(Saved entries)
■ ■ ■ ■ ■ ■ ■

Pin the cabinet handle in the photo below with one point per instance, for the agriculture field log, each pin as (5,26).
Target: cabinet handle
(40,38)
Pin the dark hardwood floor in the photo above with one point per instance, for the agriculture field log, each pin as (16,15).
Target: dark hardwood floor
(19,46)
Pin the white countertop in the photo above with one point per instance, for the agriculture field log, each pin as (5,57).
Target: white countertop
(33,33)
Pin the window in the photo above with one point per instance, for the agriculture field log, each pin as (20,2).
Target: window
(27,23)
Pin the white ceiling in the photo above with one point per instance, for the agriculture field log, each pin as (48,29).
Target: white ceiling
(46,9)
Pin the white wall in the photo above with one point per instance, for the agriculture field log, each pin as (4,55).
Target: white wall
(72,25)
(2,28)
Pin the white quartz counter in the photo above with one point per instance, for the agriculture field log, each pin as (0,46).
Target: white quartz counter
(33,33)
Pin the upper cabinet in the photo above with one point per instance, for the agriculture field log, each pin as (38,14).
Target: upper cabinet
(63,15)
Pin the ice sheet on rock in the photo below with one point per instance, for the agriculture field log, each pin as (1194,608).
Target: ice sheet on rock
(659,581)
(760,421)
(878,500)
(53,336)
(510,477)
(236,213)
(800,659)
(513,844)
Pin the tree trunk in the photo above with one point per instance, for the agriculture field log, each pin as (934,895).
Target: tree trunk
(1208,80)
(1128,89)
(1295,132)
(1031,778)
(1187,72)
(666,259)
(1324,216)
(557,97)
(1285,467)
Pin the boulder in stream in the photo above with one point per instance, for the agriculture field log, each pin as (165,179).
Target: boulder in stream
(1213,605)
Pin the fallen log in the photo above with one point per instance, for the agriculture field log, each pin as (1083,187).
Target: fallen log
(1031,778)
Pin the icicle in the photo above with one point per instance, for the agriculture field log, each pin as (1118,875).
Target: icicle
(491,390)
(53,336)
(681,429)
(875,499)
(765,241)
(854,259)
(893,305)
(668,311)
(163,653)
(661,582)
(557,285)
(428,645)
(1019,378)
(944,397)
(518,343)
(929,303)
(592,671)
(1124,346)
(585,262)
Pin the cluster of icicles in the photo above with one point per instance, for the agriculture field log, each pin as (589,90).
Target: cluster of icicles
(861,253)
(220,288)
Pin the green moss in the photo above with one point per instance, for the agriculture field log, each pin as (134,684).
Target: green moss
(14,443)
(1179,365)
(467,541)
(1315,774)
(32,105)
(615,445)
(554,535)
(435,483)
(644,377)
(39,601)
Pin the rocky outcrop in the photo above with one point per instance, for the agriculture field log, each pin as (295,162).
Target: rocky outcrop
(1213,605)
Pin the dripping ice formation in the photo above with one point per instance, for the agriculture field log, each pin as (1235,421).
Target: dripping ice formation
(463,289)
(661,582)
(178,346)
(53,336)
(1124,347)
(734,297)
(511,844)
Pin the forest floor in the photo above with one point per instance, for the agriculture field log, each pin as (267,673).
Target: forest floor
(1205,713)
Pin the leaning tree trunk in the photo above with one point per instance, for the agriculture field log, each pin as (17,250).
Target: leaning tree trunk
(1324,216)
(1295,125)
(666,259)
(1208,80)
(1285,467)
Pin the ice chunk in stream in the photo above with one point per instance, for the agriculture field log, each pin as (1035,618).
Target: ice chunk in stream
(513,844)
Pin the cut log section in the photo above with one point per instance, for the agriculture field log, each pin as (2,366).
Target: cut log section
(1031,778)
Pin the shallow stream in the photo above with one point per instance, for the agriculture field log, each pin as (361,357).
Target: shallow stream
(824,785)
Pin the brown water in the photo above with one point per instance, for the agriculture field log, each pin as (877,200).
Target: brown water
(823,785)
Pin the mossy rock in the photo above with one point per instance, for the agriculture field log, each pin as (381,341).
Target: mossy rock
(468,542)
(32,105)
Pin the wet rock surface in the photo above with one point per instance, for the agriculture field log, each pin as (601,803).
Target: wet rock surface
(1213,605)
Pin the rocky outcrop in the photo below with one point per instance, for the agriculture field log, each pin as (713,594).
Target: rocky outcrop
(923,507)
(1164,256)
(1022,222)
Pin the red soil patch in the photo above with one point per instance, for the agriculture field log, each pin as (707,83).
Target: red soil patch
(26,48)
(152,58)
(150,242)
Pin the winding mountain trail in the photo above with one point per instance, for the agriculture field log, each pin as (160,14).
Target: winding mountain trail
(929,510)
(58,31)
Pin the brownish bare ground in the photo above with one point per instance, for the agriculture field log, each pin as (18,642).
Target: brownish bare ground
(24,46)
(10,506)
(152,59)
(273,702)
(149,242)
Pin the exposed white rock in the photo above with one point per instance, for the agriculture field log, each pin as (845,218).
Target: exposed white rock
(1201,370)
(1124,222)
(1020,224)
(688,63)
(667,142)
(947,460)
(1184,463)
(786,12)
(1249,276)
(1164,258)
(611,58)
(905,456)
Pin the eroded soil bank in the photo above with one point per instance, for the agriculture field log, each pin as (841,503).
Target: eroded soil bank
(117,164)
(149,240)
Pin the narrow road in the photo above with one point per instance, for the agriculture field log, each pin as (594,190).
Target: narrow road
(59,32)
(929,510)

■ ■ ■ ■ ■ ■ ■

**Exercise requirements**
Repeat all of the lines above without any changes.

**The answer**
Pin the cabinet handle in the photo below with one point per instance, for the agriculture field log, each pin as (5,26).
Target: cabinet handle
(40,38)
Pin the dark hardwood floor in the photo above with one point per instance, for the agriculture field log, each pin as (16,15).
Target: dark hardwood floor
(19,46)
Pin the white countertop in the photo above with one point per instance, for the agriculture field log, each pin as (5,57).
Target: white countertop
(33,33)
Pin the window in the photo above with one point per instance, for the agriculture field log, each pin as (20,2).
Target: window
(27,23)
Pin the white ceiling in the photo above with one point per instance, for the agriculture field log, each pin as (48,29).
Target: white ceiling
(46,9)
Pin the white wall in the photo above with one point per instance, for the agriculture field log, each pin as (4,55).
Target: white wall
(72,25)
(2,28)
Pin the white quartz counter in the photo above with one point per instance, for the agriculture field log, each pin as (0,46).
Target: white quartz counter
(33,33)
Pin the upper cabinet in the photo above with one point per instance, for the agriculture field log, each pin as (38,14).
Target: upper cabinet
(63,15)
Pin the ice sheet on rock in the photo below with one point per instance, for the agriculture field log, each pin as (1194,608).
Target: ice sheet on rock
(659,581)
(760,421)
(878,500)
(53,336)
(510,477)
(236,213)
(800,659)
(513,844)
Pin the tree trunk in the photo above with one point per instance, for the agriculture field log, each pin as (934,895).
Target: tree trunk
(1208,80)
(1128,89)
(1295,132)
(1031,778)
(1187,72)
(666,259)
(1324,216)
(557,97)
(1285,467)
Pin the boulder in stream in the photo above with one point per instance, for the agriculture field log, each pin as (165,179).
Target: boulder in stream
(1213,605)
Pin the fallen log in the photo above with one point per instance, for the agriculture field log, each pin as (1083,187).
Target: fallen log
(1031,778)
Pin the icicle in the photo above with one point per instance, for the agriculture field log, each pin as (1118,875).
Target: icicle
(491,390)
(53,336)
(681,429)
(875,499)
(765,241)
(854,259)
(893,305)
(668,311)
(163,653)
(661,582)
(557,285)
(428,645)
(1019,378)
(944,397)
(518,343)
(929,303)
(592,671)
(1124,346)
(585,262)
Pin the cluster of icicles in the photo above with one point per instance, for the agriculture field log, each pin as (589,90).
Target: cluster of icicles
(861,253)
(220,288)
Pin the green moss in the photo above with one point per instance, for the agriculture field log, each pin as (134,684).
Target: green moss
(14,443)
(1179,365)
(467,541)
(1315,774)
(32,105)
(615,445)
(554,535)
(435,483)
(644,377)
(39,601)
Pin the rocky outcrop in the photo above with one point per instance, for the agriculture field log, each pin as (295,162).
Target: rocky outcrop
(1213,605)
Pin the dripping ice formation in the photo above with one point per instance, for the agriculture field log, each pin as (1235,421).
Target: dripping ice formation
(463,289)
(661,582)
(178,346)
(53,336)
(1124,347)
(734,297)
(511,844)
Pin the forest floor in the photo above with one point per instance, for the agriculture field log, each pin as (267,673).
Target: forest floor
(1205,713)
Pin the leaning tree trunk in the photo above with one point per instance, for the agriculture field log, each pin as (17,250).
Target: leaning tree trunk
(1324,216)
(1295,125)
(666,259)
(1208,80)
(1285,467)
Pin the ice chunk in stream in the photo above with one point per instance, for the agriculture field log, each pin as (1035,618).
Target: ice chunk in stream
(513,844)
Pin the cut log section in the photo above with one point per instance, for the agriculture field log, each pin as (2,366).
Target: cut log section
(1031,778)
Pin the shallow stream in the photo above with one point per instance, for the agriculture field log, each pin as (361,357).
Target: shallow stream
(824,785)
Pin the brown water in the photo above with one point per instance, for the agriculture field log, each pin as (877,200).
Target: brown water
(823,785)
Pin the mossy rock in the photo above with one point per instance, for the agriculture field log, each pin as (381,341).
Target: mossy rock
(468,542)
(32,105)
Pin the wet rock surface in the photo above with one point per instance, for the agriculture field log, each pin as (601,803).
Target: wet rock surface
(1213,605)
Pin the rocky outcrop in the photo below with one point per instance, for the agriculture field log, each pin as (713,594).
Target: rocky outcrop
(923,507)
(1164,256)
(1022,222)
Pin the red soil patch in the photo above with one point per instance, for the agriculture field log, each pin as (707,83).
Target: red soil patch
(26,48)
(152,58)
(150,242)
Pin the winding mountain trail in the photo above with one point per instance, for the agriculture field log, each pin as (160,14).
Target: winding mountain trail
(929,510)
(58,31)
Pin the brownish bare ground in the photo above with one point per instance, for the agriculture field log, each pin as (18,642).
Target: brownish bare ground
(24,46)
(10,506)
(152,59)
(273,702)
(149,242)
Pin the exposed white rock in the photo above with one point per instance, for the agriculture field log, each pin as (845,218).
Target: exposed white rock
(1201,370)
(1124,222)
(1020,224)
(688,63)
(667,142)
(947,460)
(1184,463)
(786,12)
(1249,276)
(1164,258)
(611,58)
(905,456)
Pin the eroded soil bank in the photo above with one point per instance, for the agriculture field log, each pin as (841,503).
Target: eroded soil bank
(117,164)
(149,240)
Pin the narrow road in the photo above with one point per instance, for the agriculture field log, each pin as (594,190).
Target: narrow road
(59,32)
(929,510)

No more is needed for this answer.